- [Task directions]:
Write out again the part of the rows that opens with the line containing "the duck reflection" and closes with the line containing "x=79, y=111", both lines included and the requests kept as they are. Multiply every x and y coordinate in the answers by 1.25 and round each result to a whole number, with halves rounded up.

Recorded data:
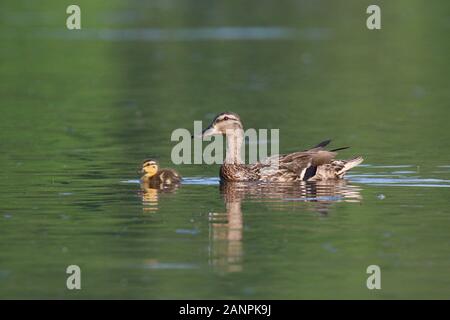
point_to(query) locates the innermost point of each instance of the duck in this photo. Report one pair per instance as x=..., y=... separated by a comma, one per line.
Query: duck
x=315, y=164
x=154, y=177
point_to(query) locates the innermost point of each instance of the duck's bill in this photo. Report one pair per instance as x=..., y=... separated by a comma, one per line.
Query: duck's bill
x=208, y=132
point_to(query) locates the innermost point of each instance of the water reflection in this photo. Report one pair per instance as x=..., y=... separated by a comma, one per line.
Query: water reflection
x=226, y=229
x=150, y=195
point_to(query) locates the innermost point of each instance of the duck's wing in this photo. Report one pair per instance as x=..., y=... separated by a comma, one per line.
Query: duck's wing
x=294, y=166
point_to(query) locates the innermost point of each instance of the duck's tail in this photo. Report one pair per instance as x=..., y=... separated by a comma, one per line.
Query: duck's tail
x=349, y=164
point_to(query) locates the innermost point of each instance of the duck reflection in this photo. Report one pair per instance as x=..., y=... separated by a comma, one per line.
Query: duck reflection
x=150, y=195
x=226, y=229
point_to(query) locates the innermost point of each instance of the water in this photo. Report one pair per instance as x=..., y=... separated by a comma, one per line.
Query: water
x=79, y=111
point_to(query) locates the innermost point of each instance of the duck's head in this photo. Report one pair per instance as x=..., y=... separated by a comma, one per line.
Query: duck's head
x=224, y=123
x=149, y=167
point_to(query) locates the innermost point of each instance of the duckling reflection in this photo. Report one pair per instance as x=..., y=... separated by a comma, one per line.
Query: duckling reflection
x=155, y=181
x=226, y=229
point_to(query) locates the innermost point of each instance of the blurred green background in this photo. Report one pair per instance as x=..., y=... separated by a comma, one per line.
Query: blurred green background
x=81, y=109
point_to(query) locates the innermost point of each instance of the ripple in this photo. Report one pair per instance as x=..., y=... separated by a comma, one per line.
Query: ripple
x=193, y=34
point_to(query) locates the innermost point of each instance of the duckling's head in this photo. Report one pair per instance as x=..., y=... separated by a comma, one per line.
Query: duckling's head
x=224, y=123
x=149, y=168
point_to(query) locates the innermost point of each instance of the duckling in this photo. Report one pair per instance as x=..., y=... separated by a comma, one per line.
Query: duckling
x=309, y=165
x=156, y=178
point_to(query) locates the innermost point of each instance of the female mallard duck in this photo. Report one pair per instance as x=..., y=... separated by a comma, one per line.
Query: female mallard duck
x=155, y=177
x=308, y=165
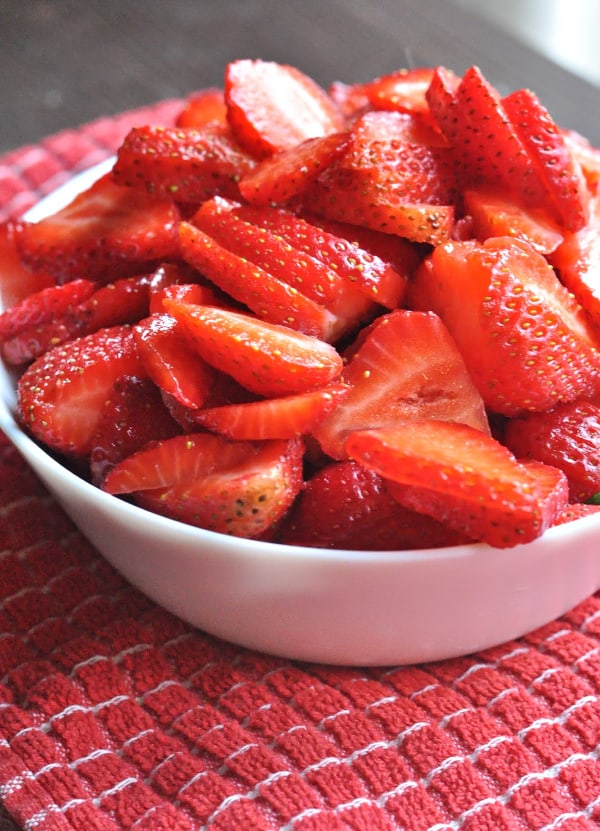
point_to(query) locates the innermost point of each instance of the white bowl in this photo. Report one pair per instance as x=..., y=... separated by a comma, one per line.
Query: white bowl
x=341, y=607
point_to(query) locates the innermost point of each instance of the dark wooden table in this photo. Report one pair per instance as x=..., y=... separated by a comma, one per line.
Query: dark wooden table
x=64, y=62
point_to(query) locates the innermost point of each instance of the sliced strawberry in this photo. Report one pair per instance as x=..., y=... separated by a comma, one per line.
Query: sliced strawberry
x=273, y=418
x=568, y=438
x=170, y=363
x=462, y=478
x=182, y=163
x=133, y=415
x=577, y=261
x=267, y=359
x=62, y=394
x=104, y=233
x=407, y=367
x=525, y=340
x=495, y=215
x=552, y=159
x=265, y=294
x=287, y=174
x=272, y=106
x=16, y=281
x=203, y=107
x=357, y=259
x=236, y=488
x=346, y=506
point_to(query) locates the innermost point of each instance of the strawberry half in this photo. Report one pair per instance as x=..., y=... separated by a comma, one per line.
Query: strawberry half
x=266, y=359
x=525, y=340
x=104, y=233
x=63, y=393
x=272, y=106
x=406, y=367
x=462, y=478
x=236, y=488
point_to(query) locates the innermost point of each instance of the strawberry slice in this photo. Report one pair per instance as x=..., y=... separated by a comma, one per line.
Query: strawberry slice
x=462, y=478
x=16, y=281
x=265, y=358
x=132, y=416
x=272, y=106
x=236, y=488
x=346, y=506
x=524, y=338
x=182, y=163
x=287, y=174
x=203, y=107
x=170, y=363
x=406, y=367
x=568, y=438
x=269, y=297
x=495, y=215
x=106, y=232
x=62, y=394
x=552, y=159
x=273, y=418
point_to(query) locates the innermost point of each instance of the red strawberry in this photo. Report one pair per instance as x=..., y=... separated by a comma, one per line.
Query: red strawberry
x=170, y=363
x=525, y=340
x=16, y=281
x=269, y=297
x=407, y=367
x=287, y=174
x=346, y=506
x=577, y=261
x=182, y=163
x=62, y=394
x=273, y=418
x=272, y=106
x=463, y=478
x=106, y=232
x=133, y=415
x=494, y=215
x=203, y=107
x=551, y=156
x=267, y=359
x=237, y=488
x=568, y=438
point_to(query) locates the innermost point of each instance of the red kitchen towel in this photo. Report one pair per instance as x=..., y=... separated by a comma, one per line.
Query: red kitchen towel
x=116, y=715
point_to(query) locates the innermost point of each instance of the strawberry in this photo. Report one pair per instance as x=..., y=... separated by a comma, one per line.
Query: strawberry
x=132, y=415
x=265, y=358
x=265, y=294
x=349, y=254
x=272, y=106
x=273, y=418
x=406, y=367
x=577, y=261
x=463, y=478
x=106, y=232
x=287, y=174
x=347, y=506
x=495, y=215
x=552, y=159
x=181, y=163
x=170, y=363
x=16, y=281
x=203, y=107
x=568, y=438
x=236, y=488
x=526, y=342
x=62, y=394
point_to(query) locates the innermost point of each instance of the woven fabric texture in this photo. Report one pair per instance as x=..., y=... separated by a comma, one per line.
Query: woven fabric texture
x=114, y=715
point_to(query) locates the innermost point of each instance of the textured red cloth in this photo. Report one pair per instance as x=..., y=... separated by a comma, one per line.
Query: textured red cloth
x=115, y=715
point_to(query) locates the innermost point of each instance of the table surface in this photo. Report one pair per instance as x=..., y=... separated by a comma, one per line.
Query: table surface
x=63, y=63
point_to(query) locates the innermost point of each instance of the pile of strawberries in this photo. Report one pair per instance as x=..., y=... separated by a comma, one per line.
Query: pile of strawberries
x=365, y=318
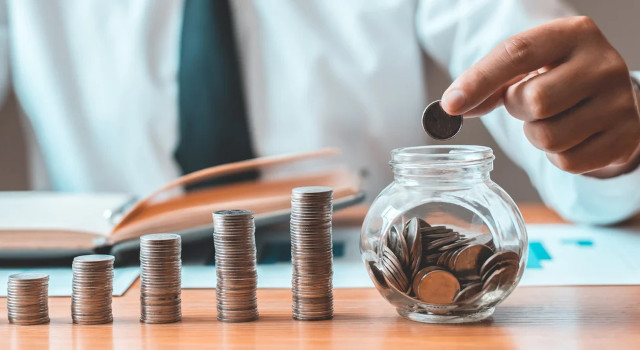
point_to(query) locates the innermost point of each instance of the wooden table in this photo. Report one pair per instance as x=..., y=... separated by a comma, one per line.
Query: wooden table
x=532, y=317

- [Task result]:
point_to(query) locates the innermost point of each instance of the duck reflection in this photo. Report one pair per instance as x=..., y=... separated by a comma, one per line.
Query: duck reflection
x=188, y=244
x=283, y=286
point_to(query) locates the innermost point of each instance of the water in this photo. Report one pair per instance as x=..., y=... separated by a comma, one per line.
Query: water
x=99, y=139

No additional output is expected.